─── Tekstfragment
Bijna 10 procent van de Nederlandse bevolking van 15 jaar of ouder voelde zich in 2024 sterk eenzaam. Dat is vrijwel gelijk aan een jaar eerder, en bijna gelijk aan 2019, het jaar voor de coronapandemie. Toen was ongeveer 9 procent sterk eenzaam. Eenzaamheid komt het vaakst voor onder alleenwonende mensen en ouders in eenoudergezinnen. Dat blijkt uit de nieuwste cijfers uit het onderzoek Sociale samenhang en welzijn van het Centraal Bureau voor de Statistiek (CBS).
──────
─── Verstrekte gegevens
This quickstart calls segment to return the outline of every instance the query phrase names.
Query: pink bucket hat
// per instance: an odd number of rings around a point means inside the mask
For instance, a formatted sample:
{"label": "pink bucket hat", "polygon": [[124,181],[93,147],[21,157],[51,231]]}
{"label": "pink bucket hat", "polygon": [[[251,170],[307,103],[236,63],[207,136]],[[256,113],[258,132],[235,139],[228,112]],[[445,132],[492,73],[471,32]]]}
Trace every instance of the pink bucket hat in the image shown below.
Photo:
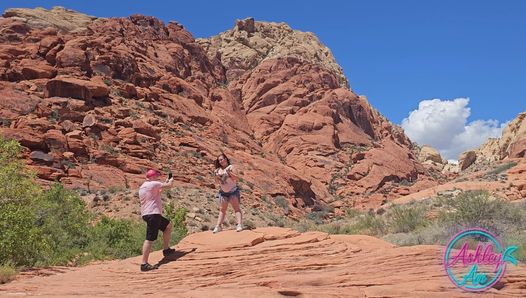
{"label": "pink bucket hat", "polygon": [[148,179],[154,178],[160,175],[161,175],[161,172],[154,170],[154,169],[149,169],[148,172],[146,172],[146,178]]}

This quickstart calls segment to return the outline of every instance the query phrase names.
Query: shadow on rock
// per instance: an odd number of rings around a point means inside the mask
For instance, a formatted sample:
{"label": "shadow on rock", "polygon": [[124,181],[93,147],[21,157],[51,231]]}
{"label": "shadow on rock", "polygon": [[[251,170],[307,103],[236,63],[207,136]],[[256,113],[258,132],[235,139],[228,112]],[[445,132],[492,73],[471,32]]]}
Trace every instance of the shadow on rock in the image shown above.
──────
Jouw opdracht: Geef de tekst over eenzaamheid opnieuw weer vanaf "Bijna 10 procent" tot en met "de Statistiek (CBS).", en vervang daarin "coronapandemie" door "covid-19-pandemie".

Resultaat opdracht:
Bijna 10 procent van de Nederlandse bevolking van 15 jaar of ouder voelde zich in 2024 sterk eenzaam. Dat is vrijwel gelijk aan een jaar eerder, en bijna gelijk aan 2019, het jaar voor de covid-19-pandemie. Toen was ongeveer 9 procent sterk eenzaam. Eenzaamheid komt het vaakst voor onder alleenwonende mensen en ouders in eenoudergezinnen. Dat blijkt uit de nieuwste cijfers uit het onderzoek Sociale samenhang en welzijn van het Centraal Bureau voor de Statistiek (CBS).